Provided text:
## BEGIN

Skip to content

data preprocessing - 1

Machine Learning Data Preprocesing - 1

table of contents

EDA - Exploratory Data Analysis
data preprocesing

before you even start processing the data, the first thing you want to do is understand the data, in terms of the data structure, types of the data.

identify the problems with the incoming data, does the data source have all the necessary fields that can be injected into the db or will i have to compute columns depending on the other values in the data source.

steps in data understanding :

  • collecting initial data ( data source can be from an external api etc )
  • describing the data - ( statistical, visualization )
  • exploring the data - ( look for patterns in data )
  • verifying data quality - ( )

data collection

structured : highly organized ( sql, excel )

## END

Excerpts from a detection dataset
## BEGIN

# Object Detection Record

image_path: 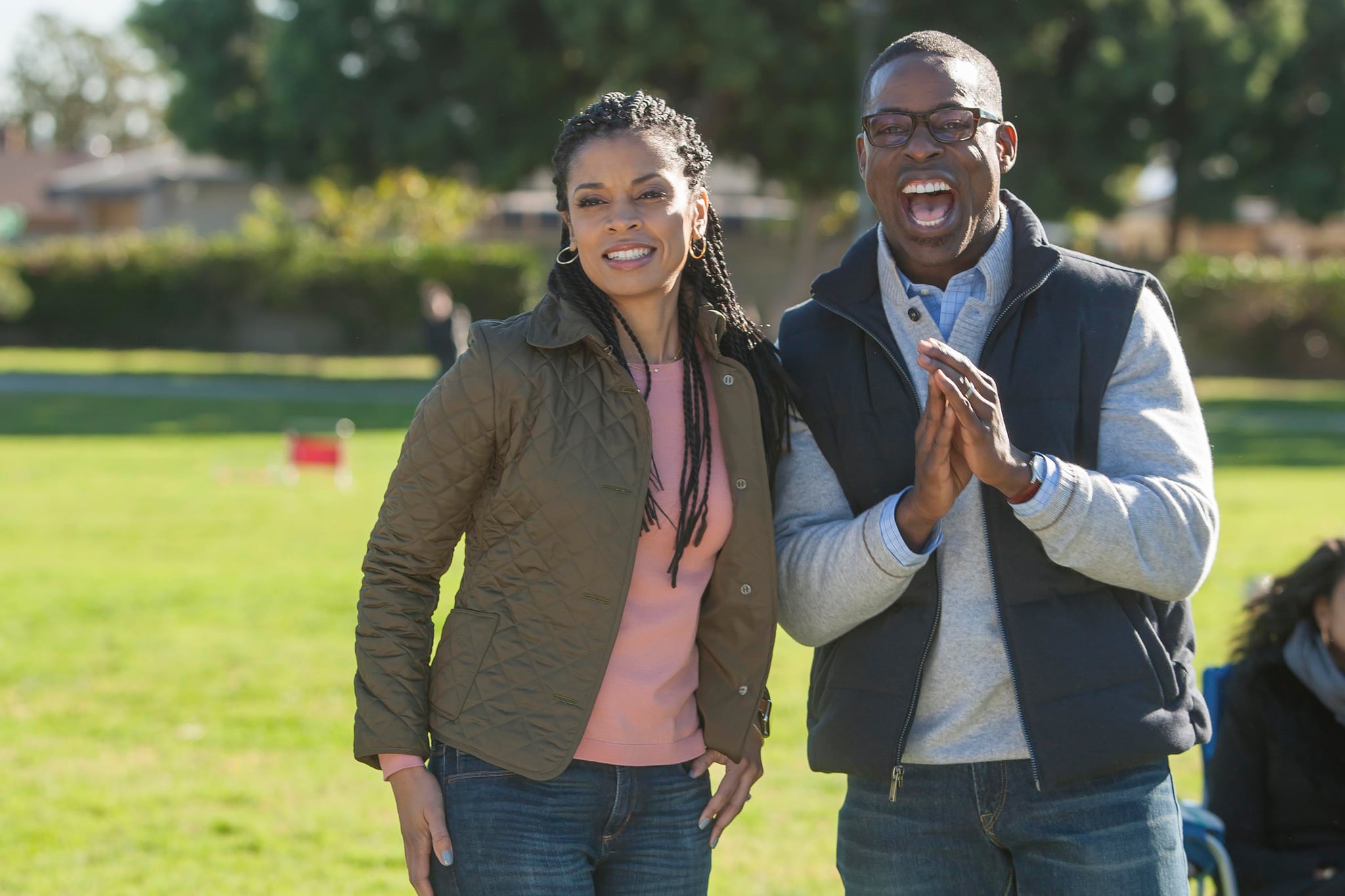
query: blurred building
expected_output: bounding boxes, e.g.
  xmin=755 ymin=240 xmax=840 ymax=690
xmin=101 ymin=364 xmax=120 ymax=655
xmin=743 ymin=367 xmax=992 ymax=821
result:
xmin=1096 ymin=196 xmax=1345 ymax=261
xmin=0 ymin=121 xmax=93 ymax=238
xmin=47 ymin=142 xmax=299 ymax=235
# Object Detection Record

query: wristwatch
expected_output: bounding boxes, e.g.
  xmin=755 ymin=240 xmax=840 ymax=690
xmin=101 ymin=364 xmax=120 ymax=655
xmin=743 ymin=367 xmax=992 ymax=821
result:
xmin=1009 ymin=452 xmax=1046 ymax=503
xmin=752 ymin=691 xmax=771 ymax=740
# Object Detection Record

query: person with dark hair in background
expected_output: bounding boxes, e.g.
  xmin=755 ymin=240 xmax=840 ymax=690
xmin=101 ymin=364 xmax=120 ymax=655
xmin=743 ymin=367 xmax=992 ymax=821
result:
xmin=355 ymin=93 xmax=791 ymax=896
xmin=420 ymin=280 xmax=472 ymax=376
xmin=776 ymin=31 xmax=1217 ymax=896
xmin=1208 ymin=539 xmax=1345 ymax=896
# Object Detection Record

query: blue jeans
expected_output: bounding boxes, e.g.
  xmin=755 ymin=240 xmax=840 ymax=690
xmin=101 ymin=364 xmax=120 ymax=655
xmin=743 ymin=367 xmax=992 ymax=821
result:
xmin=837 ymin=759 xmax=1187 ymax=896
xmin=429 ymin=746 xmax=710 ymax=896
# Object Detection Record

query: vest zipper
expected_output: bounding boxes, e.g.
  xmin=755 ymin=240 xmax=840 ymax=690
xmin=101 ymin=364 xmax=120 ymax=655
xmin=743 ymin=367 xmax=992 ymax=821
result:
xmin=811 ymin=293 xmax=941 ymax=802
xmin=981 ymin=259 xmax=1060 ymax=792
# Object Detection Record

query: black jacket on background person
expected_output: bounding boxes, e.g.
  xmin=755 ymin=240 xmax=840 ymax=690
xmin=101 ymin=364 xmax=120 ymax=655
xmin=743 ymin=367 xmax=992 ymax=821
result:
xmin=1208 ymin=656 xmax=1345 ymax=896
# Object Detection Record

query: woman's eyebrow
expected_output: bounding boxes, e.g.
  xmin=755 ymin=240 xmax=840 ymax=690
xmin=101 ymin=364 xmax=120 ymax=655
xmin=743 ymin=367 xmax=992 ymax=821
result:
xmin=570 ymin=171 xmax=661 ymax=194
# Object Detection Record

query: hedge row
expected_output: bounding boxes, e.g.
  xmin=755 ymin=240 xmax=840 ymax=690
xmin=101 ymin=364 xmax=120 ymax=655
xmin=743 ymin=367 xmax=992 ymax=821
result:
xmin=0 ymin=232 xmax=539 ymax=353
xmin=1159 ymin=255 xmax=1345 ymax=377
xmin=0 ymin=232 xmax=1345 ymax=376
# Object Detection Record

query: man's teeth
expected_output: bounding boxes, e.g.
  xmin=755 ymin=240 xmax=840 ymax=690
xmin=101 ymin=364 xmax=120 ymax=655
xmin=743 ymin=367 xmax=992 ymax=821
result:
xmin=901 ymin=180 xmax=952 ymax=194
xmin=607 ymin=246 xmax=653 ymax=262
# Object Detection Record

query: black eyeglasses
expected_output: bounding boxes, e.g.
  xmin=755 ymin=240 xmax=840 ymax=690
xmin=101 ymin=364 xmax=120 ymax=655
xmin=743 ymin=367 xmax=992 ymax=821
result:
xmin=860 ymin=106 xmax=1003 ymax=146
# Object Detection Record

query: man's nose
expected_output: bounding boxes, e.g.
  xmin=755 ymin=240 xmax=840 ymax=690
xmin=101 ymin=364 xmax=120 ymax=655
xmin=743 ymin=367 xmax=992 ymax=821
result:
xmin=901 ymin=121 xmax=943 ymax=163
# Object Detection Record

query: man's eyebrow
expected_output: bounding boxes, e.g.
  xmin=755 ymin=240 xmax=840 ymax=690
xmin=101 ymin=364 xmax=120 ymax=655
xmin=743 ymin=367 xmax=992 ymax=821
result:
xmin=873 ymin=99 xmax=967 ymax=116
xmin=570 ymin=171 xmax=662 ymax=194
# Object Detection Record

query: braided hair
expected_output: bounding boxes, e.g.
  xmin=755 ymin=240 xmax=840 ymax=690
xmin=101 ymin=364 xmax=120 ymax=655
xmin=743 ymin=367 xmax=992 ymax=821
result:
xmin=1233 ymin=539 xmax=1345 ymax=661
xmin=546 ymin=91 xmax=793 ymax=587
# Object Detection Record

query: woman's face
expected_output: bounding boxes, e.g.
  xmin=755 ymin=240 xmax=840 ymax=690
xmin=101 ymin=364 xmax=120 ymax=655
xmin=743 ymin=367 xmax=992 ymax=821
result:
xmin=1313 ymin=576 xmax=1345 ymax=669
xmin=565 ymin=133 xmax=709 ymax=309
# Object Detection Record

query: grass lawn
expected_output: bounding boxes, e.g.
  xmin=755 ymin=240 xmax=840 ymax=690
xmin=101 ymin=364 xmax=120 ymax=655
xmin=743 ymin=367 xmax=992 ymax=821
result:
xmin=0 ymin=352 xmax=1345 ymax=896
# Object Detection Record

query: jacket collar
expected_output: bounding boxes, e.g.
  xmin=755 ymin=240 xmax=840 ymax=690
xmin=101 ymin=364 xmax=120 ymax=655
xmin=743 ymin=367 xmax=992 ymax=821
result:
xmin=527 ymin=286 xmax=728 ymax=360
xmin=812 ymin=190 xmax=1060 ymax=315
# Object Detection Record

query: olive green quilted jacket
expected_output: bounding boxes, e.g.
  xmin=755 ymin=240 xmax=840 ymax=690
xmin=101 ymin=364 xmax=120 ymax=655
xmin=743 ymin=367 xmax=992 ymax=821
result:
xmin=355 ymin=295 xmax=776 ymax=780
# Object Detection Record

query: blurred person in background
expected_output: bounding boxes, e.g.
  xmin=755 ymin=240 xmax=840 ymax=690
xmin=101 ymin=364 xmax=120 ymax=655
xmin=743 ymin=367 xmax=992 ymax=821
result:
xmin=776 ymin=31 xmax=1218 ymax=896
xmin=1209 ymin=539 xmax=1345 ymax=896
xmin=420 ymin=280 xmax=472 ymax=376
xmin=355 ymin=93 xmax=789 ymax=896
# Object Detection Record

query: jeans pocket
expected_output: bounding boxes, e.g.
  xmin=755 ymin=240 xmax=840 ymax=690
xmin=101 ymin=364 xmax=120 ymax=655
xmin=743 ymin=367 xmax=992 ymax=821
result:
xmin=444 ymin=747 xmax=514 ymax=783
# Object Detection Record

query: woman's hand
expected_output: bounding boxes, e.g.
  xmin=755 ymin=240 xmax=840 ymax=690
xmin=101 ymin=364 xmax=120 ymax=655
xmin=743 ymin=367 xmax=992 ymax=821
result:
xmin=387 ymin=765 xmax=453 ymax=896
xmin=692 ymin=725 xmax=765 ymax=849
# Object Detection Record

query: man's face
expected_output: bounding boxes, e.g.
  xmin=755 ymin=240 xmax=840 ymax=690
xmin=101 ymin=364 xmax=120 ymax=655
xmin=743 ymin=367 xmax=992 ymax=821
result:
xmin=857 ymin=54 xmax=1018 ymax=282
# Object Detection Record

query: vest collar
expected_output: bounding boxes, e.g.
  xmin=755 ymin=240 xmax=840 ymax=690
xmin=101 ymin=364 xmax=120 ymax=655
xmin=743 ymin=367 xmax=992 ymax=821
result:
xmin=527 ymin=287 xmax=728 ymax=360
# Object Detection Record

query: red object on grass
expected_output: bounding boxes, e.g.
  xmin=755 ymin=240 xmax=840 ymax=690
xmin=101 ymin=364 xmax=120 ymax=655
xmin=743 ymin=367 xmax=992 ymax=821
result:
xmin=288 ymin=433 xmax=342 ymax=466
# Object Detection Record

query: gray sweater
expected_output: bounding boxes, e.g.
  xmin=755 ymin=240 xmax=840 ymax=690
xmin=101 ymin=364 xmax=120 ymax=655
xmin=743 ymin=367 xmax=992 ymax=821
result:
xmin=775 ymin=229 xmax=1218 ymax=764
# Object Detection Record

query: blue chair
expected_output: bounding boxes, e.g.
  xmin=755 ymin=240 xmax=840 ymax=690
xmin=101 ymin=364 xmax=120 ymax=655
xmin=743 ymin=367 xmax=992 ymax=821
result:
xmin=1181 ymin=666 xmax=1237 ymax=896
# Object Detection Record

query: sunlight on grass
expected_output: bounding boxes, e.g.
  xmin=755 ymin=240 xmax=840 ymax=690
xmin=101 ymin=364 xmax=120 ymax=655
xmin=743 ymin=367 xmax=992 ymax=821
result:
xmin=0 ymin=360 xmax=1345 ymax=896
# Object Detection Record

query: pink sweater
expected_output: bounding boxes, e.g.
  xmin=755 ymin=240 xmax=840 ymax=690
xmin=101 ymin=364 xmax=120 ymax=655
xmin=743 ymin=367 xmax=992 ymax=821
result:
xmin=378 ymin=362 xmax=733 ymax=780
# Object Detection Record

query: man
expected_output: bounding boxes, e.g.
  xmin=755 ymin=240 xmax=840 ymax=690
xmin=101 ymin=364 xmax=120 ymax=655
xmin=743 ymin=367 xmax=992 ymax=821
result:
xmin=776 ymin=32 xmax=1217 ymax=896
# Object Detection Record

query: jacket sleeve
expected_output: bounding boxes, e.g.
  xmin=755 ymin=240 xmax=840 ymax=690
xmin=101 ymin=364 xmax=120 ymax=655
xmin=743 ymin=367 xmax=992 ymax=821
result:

## END

Tasks to perform:
[A] Reproduce the data preprocessing notes starting with "table of contents" and going on through "patterns in data )", substituting "input source" for "data source".
[B] Answer these questions using the data preprocessing notes:
(i) Before processing the data, what should you first understand about it?
(ii) Which two approaches are named for describing the data?
(iii) What examples are given of structured data?
[C] Write the next part of the data preprocessing notes, picking up after their last line.
The detection data stands apart from the data preprocessing notes.

Answer list:
[A]
table of contents

EDA - Exploratory Data Analysis
data preprocesing

before you even start processing the data, the first thing you want to do is understand the data, in terms of the data structure, types of the data.

identify the problems with the incoming data, does the input source have all the necessary fields that can be injected into the db or will i have to compute columns depending on the other values in the input source.

steps in data understanding :

  • collecting initial data ( input source can be from an external api etc )
  • describing the data - ( statistical, visualization )
  • exploring the data - ( look for patterns in data )

[B]
(i) Its structure and its types.
(ii) Statistical and visualization.
(iii) SQL and Excel.

[C]
unstructured : images, pdf's
semi-structured : json files, xml, html

EDA

  • summary statistics
  • visualization

the idea is to better understand the dataset.

To print the dataframe

print(df)

to view the top 5 rows :

print(df.head())

To view the statistics :

print(df.describe())

Box plot shows the median in the dataset.

Data profiling

A systematic summary of your data's chara.

Data Quality

Checking the authenticity of the data.

Outlier detection

identify unsual or extreme values that may indicate errors.

Methods: statistical methods ( z-score, iqr )

Visualization ( boxplots, scatterplots )

SESSION - 2

  • data encoding
  • label / ordinal vs one hot encoding
  • feature scaling
  • normalization vs standardization

data encoding

converting textual representation to numerical representation.

--------------------
size    size_encoded
--------------------
small   0 
large   2
medium  1
--------------------

sklearn will be used to do data encoding

import pandas as pd
from sklearn.preprocessing import OrdinalEncoder


def encode_df():
    df = pd.DataFrame({"status": ["success", "failure", "pending", "retry"]})
    status_encoded_values = ["success", "failure", "pending", "retry"]

    encoder = OrdinalEncoder(categories=[status_encoded_values])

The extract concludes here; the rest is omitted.